### Your instructions:
Collect every line in the items below that contains the word "mark", and copy each of those lines in full.

START Data supplied

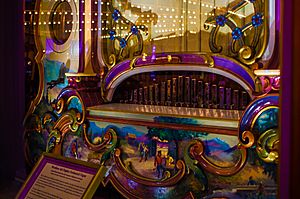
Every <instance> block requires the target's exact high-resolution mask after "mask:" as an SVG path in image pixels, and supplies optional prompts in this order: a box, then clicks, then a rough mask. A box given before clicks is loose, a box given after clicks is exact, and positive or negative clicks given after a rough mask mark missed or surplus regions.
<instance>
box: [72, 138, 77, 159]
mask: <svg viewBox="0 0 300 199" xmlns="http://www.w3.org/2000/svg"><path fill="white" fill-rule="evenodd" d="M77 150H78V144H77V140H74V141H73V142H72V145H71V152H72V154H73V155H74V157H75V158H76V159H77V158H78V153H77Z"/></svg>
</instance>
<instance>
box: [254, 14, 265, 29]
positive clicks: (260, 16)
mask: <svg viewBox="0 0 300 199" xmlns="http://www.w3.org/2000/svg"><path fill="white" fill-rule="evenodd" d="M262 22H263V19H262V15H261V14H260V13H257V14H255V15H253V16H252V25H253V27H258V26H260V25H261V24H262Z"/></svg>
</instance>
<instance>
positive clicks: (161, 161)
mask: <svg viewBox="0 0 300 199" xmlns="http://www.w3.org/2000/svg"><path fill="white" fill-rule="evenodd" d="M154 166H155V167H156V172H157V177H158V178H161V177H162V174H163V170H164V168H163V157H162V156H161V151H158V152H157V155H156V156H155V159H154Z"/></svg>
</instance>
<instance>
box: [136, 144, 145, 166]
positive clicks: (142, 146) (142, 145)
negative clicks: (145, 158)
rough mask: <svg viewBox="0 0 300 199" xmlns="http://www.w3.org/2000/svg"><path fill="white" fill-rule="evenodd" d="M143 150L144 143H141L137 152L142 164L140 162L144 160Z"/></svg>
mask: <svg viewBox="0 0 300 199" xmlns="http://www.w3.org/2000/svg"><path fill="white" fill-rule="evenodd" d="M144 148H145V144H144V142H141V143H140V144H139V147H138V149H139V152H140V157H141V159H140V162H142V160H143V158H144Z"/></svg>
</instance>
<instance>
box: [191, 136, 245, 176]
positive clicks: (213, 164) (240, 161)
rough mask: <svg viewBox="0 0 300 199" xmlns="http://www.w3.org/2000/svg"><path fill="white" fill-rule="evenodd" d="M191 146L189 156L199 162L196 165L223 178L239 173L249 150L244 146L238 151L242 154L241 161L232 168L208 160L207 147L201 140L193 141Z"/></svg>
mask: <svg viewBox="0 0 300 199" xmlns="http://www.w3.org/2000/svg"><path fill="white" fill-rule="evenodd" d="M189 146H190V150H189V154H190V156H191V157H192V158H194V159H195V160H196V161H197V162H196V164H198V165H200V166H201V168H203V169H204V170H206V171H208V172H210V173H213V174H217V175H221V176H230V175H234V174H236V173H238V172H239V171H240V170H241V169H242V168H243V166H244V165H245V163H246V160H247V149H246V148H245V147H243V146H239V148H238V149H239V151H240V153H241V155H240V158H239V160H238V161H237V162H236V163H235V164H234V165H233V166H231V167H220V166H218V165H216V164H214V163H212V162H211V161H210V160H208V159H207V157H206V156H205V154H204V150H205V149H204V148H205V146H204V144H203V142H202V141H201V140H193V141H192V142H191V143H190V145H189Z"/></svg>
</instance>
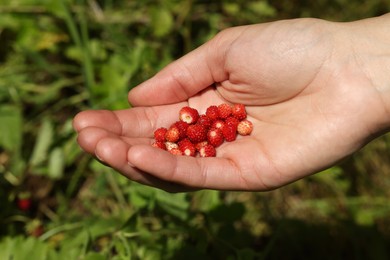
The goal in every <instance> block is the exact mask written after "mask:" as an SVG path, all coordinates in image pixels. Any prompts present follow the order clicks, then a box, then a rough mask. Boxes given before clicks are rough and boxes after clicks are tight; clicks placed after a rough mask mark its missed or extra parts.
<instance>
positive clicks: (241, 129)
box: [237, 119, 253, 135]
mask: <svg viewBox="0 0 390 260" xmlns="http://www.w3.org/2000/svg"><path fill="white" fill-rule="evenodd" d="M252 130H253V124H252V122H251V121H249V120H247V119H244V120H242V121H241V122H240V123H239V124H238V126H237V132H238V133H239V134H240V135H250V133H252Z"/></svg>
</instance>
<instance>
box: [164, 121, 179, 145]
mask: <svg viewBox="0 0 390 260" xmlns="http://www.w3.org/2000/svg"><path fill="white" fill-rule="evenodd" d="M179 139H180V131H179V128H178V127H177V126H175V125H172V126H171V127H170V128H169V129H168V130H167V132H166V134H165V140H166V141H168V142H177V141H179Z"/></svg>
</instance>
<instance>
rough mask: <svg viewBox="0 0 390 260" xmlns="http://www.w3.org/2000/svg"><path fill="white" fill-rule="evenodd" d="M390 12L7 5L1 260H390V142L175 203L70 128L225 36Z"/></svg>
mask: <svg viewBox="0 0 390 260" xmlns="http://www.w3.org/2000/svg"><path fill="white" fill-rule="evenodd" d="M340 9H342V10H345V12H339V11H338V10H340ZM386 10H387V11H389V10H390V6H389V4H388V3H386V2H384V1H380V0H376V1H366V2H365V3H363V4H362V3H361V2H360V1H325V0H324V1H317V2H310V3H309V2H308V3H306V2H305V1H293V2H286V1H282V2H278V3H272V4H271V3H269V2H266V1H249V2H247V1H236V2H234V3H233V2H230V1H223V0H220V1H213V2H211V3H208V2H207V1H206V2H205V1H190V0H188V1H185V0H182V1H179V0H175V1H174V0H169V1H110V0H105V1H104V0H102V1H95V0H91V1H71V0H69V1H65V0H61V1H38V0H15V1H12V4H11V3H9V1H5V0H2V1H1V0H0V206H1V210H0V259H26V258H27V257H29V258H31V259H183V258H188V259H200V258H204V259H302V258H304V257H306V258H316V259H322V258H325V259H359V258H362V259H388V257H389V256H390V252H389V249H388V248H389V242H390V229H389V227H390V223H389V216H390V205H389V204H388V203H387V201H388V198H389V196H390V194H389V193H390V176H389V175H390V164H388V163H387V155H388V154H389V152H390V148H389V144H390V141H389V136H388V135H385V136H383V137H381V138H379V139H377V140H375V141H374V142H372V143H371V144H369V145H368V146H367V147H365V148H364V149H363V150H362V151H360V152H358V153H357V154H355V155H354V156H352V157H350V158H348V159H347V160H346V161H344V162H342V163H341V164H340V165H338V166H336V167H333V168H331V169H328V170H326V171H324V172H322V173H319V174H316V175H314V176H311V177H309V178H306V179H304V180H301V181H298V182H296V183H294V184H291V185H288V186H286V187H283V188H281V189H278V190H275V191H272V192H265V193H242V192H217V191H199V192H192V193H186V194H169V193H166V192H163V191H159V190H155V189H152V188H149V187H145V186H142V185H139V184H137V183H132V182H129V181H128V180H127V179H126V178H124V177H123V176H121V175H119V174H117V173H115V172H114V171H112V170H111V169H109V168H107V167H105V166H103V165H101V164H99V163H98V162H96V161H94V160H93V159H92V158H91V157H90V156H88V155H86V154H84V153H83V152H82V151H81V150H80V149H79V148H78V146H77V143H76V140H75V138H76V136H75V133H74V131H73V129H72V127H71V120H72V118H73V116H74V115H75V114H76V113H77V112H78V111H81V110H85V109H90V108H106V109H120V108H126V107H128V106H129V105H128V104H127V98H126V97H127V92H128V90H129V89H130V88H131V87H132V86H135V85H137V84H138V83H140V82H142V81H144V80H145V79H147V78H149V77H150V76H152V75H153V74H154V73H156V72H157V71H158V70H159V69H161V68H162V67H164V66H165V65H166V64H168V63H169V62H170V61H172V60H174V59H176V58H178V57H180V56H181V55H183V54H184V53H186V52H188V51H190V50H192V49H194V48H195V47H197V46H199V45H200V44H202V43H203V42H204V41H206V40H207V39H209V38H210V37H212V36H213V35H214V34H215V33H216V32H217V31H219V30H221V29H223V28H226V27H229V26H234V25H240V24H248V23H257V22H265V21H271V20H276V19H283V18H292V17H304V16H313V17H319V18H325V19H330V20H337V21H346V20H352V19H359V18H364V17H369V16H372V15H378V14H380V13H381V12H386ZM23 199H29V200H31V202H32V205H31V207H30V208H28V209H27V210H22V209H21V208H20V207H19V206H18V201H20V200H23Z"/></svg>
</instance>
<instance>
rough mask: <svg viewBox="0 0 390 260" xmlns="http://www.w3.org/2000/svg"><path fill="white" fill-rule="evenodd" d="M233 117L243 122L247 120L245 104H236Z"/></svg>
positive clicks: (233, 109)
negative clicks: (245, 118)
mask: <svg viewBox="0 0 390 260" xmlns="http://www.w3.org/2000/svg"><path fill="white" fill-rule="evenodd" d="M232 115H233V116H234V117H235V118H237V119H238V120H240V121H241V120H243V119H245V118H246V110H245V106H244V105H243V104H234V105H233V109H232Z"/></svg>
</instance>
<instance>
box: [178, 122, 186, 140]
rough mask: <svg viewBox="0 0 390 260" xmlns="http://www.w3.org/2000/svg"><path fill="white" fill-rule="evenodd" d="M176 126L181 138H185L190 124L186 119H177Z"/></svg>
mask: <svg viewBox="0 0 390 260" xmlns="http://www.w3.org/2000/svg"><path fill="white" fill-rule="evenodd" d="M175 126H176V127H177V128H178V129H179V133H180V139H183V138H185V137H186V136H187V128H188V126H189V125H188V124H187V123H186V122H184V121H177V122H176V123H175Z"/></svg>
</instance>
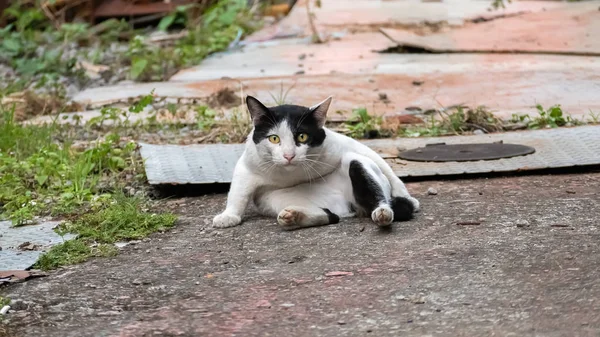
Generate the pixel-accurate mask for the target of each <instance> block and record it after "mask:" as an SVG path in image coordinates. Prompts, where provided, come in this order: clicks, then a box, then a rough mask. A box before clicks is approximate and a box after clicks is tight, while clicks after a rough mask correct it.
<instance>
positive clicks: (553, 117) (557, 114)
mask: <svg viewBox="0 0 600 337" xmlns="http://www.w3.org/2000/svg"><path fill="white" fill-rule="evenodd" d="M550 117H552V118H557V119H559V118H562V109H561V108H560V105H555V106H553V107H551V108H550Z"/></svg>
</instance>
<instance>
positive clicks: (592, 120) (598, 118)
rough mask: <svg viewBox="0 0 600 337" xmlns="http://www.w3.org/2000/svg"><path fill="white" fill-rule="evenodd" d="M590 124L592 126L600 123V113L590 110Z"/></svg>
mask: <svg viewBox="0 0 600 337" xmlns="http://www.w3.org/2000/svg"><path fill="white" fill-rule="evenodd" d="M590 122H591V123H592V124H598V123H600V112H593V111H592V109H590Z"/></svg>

END Data supplied
START Data supplied

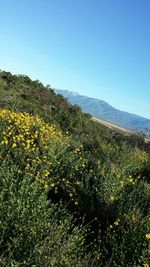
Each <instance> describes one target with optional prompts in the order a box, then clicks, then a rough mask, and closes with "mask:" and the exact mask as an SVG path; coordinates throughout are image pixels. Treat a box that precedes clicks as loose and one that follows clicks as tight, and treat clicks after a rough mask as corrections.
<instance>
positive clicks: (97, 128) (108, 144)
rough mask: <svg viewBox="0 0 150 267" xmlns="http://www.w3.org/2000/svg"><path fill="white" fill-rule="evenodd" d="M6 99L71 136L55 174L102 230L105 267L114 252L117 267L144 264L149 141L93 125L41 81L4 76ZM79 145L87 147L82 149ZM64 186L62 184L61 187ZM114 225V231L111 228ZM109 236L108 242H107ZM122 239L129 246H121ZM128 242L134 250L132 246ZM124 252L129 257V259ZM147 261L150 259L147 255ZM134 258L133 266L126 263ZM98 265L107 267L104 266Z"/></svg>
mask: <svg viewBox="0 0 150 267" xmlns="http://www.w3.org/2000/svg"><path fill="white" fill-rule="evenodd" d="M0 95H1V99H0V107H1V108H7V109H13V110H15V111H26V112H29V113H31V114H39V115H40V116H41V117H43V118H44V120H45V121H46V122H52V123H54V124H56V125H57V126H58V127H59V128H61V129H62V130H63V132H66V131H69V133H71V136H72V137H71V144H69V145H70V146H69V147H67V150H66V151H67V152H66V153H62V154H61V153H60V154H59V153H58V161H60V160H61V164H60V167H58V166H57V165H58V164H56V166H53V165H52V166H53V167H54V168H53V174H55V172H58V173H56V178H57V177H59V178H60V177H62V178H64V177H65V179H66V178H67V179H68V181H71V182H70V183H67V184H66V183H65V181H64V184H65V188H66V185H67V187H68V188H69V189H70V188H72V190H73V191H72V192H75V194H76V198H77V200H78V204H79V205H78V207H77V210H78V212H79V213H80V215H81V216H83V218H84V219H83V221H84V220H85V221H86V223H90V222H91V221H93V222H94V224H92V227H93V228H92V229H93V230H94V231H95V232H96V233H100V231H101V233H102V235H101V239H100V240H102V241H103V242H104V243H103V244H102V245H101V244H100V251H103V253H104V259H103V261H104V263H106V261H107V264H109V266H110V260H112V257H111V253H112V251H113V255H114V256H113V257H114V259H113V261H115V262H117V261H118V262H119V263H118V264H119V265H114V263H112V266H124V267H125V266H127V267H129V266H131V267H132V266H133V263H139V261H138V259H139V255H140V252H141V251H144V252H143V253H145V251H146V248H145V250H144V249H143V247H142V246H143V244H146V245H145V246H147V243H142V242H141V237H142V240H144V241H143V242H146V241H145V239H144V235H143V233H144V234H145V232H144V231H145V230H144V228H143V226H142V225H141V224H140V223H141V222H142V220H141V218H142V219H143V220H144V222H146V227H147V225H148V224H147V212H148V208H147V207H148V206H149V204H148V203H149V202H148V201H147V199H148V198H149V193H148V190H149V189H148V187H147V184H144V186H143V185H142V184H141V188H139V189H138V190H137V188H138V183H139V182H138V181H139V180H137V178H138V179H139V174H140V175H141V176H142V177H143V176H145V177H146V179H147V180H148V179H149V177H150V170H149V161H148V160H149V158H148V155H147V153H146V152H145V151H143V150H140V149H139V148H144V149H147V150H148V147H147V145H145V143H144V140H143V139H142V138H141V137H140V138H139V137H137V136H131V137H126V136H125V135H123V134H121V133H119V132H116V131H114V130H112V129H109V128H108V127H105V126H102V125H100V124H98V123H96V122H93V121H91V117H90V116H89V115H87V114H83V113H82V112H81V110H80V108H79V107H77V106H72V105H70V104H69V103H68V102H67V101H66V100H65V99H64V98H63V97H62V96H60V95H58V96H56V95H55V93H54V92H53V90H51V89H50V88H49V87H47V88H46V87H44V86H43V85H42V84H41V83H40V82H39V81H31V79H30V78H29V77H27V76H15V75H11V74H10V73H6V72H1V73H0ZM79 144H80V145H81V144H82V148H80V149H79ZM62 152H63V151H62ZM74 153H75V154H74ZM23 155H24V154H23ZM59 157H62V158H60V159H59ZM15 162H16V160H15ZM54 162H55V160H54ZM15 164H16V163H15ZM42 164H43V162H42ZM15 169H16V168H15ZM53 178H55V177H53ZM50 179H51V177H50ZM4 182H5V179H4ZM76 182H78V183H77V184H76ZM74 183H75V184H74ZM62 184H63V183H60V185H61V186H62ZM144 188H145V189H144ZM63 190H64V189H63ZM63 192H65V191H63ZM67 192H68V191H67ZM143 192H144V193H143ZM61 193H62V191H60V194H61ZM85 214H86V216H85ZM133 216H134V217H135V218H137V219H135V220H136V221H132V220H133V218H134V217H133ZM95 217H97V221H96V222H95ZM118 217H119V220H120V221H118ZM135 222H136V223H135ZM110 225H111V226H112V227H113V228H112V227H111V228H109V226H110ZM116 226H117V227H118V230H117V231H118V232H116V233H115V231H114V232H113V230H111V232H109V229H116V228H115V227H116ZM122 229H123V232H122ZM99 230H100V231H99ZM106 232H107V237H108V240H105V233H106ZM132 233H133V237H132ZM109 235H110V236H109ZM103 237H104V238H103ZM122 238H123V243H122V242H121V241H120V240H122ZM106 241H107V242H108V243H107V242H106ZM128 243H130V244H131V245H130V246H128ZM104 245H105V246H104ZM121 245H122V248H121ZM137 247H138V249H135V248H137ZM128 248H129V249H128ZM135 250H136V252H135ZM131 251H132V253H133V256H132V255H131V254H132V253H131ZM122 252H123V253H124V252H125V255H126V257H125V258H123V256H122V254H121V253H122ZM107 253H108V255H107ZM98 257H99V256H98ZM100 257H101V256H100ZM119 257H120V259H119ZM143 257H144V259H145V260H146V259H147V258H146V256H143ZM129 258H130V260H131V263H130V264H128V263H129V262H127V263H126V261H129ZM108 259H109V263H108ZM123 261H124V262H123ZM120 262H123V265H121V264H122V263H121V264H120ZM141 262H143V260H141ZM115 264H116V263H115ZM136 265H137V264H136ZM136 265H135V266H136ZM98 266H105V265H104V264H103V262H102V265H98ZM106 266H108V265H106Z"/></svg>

END Data supplied

### Expected output:
Every <instance> block requires the target's exact high-resolution mask after "mask:" as an SVG path in image pixels, and supplies optional prompts in this order: a box, then clicks, then a rough mask. A box given before clicks is loose, a box given after clicks is exact, and positive or negative clicks given after a rough mask mark missed or surplus regions.
The goal in every <instance> block is the exact mask written after "mask:" as an SVG path, all coordinates in image pixels. Any prompts present follow the order clicks, then a box, then a rough mask. Boxes given before clicks are rough and boxes after clicks are tight; clicks placed after a rough mask mark its missed or extra parts.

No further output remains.